BRANO SCELTO:
━━━━

Tutte queste cose ci hanno fatto pensare che fosse il caso di aggiornare la Conferenza Programmatica e, quindi, l’incontro con gli stakeholders ad un livello nuovamente di assemblea e lo abbiamo fatto.
Certo, il lavoro, tendenzialmente, è meno pesante di quello che si è avuto nell’estate del 2007, perché riguarda solo alcune modifiche che noi abbiamo apportato al Programma - in termini di proposta, non ancora in termini di decisione -: ci confronteremo con voi, con le vostre proposte, probabilmente integreremo questo lavoro e lo offriremo nuovamente al voto del Consiglio Comunale che, quest’anno, quindi, non avrà solamente la relazione da parte del parte del Sindaco sullo stato dell’Amministrazione, ma anche un ulteriore passaggio, la votazione di un maxiemendamento – lo abbiamo chiamato così da tenere in un’unica votazione, in un unico ragionamento, tutti i temi – al Programma di mandato. Questo maxiemendamento modificherà il Programma di mandato e gli darà il respiro necessario per i prossimi due anni.
Ma, se ci fossimo fermati lì, probabilmente avremmo sbagliato, avremmo fatto solo una parte delle cose che ci eravamo ripromessi.

━━━━

OBIETTIVO INDICATO 1: Riproduci tutte le righe dell'elenco delle regioni etichettate senza apportare alcuna modifica.
L'elenco non ha alcun rapporto con il brano.

Elenco delle regioni etichettate:
━━━━

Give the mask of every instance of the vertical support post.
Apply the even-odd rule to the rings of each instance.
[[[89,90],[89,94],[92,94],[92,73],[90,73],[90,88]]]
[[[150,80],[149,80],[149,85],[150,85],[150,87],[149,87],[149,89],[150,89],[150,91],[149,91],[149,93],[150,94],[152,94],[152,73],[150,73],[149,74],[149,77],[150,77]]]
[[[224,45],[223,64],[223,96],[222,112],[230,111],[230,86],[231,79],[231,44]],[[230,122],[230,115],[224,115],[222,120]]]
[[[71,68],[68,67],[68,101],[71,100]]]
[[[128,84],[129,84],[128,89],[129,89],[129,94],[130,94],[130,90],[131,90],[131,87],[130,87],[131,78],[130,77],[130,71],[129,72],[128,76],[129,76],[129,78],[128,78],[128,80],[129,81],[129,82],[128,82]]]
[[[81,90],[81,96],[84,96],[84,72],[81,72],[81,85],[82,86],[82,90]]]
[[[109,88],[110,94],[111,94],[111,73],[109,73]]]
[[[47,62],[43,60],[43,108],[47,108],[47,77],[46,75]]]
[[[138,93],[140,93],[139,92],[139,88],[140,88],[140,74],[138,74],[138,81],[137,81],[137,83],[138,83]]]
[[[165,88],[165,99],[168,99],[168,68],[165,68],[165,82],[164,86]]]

━━━━

OBIETTIVO INDICATO 2: Trascrivi per intero il brano scelto, parola per parola e senza cambiare nulla.

RISPOSTA AL COMPITO 1:
Give the mask of every instance of the vertical support post.
Apply the even-odd rule to the rings of each instance.
[[[89,90],[89,94],[92,94],[92,73],[90,73],[90,88]]]
[[[150,80],[149,80],[149,85],[150,85],[150,87],[149,87],[149,89],[150,89],[150,91],[149,91],[149,93],[150,94],[152,94],[152,73],[150,73],[149,74],[149,77],[150,77]]]
[[[224,45],[223,64],[223,96],[222,112],[230,111],[230,86],[231,79],[231,44]],[[230,122],[230,115],[224,115],[222,120]]]
[[[71,68],[68,67],[68,101],[71,100]]]
[[[128,84],[129,84],[128,89],[129,89],[129,94],[130,94],[130,90],[131,90],[131,87],[130,87],[131,78],[130,77],[130,71],[129,72],[128,76],[129,76],[129,78],[128,78],[128,80],[129,81],[129,82],[128,82]]]
[[[81,90],[81,96],[84,96],[84,72],[81,72],[81,85],[82,86],[82,90]]]
[[[109,88],[110,94],[111,94],[111,73],[109,73]]]
[[[47,62],[43,60],[43,108],[47,108],[47,77],[46,75]]]
[[[138,93],[140,93],[139,92],[139,88],[140,88],[140,74],[138,74],[138,81],[137,81],[137,83],[138,83]]]
[[[165,88],[165,99],[168,99],[168,68],[165,68],[165,82],[164,86]]]

RISPOSTA AL COMPITO 2:
Tutte queste cose ci hanno fatto pensare che fosse il caso di aggiornare la Conferenza Programmatica e, quindi, l’incontro con gli stakeholders ad un livello nuovamente di assemblea e lo abbiamo fatto.
Certo, il lavoro, tendenzialmente, è meno pesante di quello che si è avuto nell’estate del 2007, perché riguarda solo alcune modifiche che noi abbiamo apportato al Programma - in termini di proposta, non ancora in termini di decisione -: ci confronteremo con voi, con le vostre proposte, probabilmente integreremo questo lavoro e lo offriremo nuovamente al voto del Consiglio Comunale che, quest’anno, quindi, non avrà solamente la relazione da parte del parte del Sindaco sullo stato dell’Amministrazione, ma anche un ulteriore passaggio, la votazione di un maxiemendamento – lo abbiamo chiamato così da tenere in un’unica votazione, in un unico ragionamento, tutti i temi – al Programma di mandato. Questo maxiemendamento modificherà il Programma di mandato e gli darà il respiro necessario per i prossimi due anni.
Ma, se ci fossimo fermati lì, probabilmente avremmo sbagliato, avremmo fatto solo una parte delle cose che ci eravamo ripromessi.